- _AIM OF THE TASK_
Print the records from the line with "Find every instance of the black boot" to the line with "x=624 y=505", both included, matching them character for character.

- _WORKING DATA_
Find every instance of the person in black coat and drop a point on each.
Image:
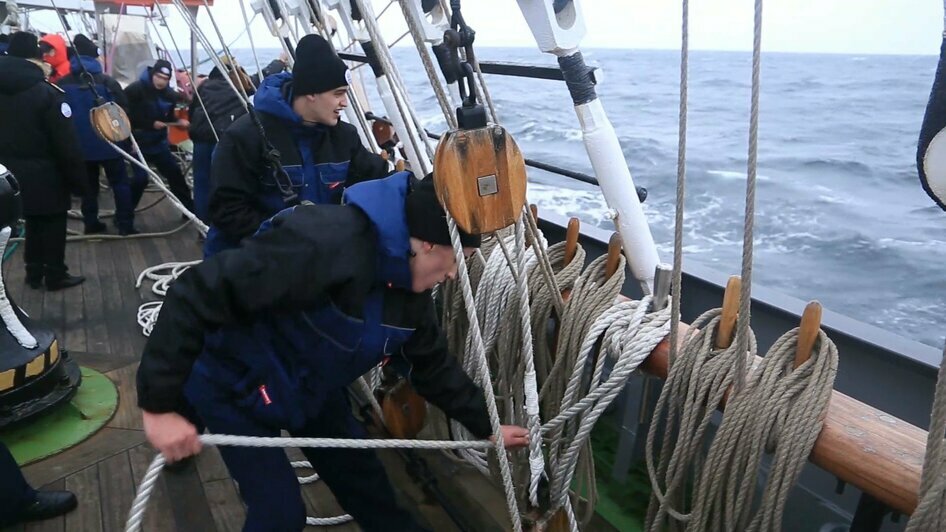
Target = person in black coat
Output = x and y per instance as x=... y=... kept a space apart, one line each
x=86 y=87
x=151 y=104
x=211 y=113
x=268 y=336
x=214 y=109
x=321 y=155
x=38 y=143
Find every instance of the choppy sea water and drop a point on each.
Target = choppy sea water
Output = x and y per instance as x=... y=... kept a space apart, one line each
x=840 y=215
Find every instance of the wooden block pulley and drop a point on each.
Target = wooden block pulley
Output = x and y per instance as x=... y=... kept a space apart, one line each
x=110 y=122
x=480 y=177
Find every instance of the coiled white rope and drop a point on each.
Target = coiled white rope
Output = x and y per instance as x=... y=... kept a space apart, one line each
x=8 y=315
x=162 y=275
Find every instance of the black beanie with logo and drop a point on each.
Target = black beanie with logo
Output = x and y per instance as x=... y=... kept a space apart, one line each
x=317 y=67
x=426 y=219
x=162 y=67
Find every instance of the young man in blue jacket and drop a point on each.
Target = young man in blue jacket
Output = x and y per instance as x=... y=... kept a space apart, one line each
x=320 y=155
x=151 y=110
x=266 y=338
x=87 y=86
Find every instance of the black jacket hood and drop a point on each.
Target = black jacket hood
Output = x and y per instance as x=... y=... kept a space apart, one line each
x=18 y=74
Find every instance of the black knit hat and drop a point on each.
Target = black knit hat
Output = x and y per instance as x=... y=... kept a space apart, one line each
x=426 y=218
x=85 y=47
x=162 y=67
x=317 y=68
x=24 y=44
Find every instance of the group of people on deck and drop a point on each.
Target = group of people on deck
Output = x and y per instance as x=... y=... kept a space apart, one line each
x=319 y=266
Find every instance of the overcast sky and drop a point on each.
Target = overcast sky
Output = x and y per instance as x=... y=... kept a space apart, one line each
x=826 y=26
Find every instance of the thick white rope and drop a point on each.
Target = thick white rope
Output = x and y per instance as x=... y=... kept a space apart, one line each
x=162 y=275
x=695 y=385
x=483 y=375
x=630 y=335
x=531 y=392
x=7 y=313
x=779 y=412
x=136 y=515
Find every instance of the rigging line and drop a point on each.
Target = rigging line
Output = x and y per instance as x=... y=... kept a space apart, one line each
x=752 y=166
x=234 y=66
x=399 y=89
x=192 y=23
x=681 y=182
x=180 y=55
x=249 y=34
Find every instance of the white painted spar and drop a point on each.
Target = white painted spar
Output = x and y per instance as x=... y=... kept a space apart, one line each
x=619 y=191
x=431 y=25
x=405 y=131
x=560 y=34
x=555 y=33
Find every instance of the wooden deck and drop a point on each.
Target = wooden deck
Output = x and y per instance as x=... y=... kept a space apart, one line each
x=97 y=324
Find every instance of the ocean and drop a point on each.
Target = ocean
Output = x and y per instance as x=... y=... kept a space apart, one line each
x=840 y=214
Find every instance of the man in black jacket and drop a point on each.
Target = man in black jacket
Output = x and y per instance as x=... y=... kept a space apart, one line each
x=38 y=143
x=87 y=86
x=212 y=112
x=266 y=337
x=320 y=155
x=151 y=104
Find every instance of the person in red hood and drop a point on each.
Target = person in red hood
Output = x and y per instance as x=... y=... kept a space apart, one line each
x=53 y=47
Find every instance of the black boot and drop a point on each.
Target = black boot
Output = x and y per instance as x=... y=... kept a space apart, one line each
x=59 y=278
x=34 y=275
x=96 y=228
x=49 y=504
x=66 y=281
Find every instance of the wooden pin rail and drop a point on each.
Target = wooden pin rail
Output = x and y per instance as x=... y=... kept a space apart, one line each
x=861 y=445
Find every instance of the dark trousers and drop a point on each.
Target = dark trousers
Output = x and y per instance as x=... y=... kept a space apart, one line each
x=117 y=175
x=45 y=253
x=15 y=493
x=267 y=482
x=203 y=155
x=167 y=166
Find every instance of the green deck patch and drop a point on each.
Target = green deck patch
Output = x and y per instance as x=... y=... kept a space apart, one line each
x=66 y=425
x=624 y=505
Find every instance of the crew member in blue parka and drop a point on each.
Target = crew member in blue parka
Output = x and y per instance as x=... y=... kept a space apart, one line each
x=267 y=336
x=300 y=113
x=87 y=86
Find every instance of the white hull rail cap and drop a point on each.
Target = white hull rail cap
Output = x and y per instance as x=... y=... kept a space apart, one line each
x=557 y=25
x=934 y=168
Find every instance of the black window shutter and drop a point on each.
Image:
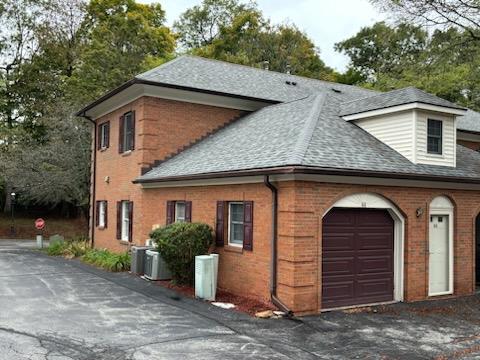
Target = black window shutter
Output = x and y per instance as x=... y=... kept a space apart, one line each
x=97 y=213
x=119 y=220
x=133 y=130
x=99 y=136
x=120 y=134
x=107 y=134
x=188 y=211
x=170 y=212
x=106 y=213
x=130 y=222
x=248 y=225
x=220 y=225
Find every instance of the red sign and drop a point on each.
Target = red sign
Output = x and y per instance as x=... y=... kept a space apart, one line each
x=39 y=224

- _SOLUTION FOR THIS TASK_
Find every instance of the black boot and drop a point on each.
Target = black boot
Output = x and y per instance as x=... y=... kept a space apart, one line each
x=59 y=278
x=34 y=275
x=96 y=228
x=49 y=504
x=66 y=281
Find every instance of the wooden pin rail and drop a point on each.
Target = wooden pin rail
Output = x and y per instance as x=... y=... kept a space apart, one line each
x=861 y=445
Find every instance of the dark trousers and drop a point on each.
Target = dark trousers
Output = x and y per instance as x=... y=... kept a space apart, one line each
x=117 y=175
x=45 y=253
x=15 y=493
x=267 y=482
x=203 y=155
x=167 y=166
Find every instance of the green deck patch and drop a point on each.
Target = green deck patch
Output = x and y per instance as x=... y=... kept a space apart, one line each
x=66 y=425
x=624 y=505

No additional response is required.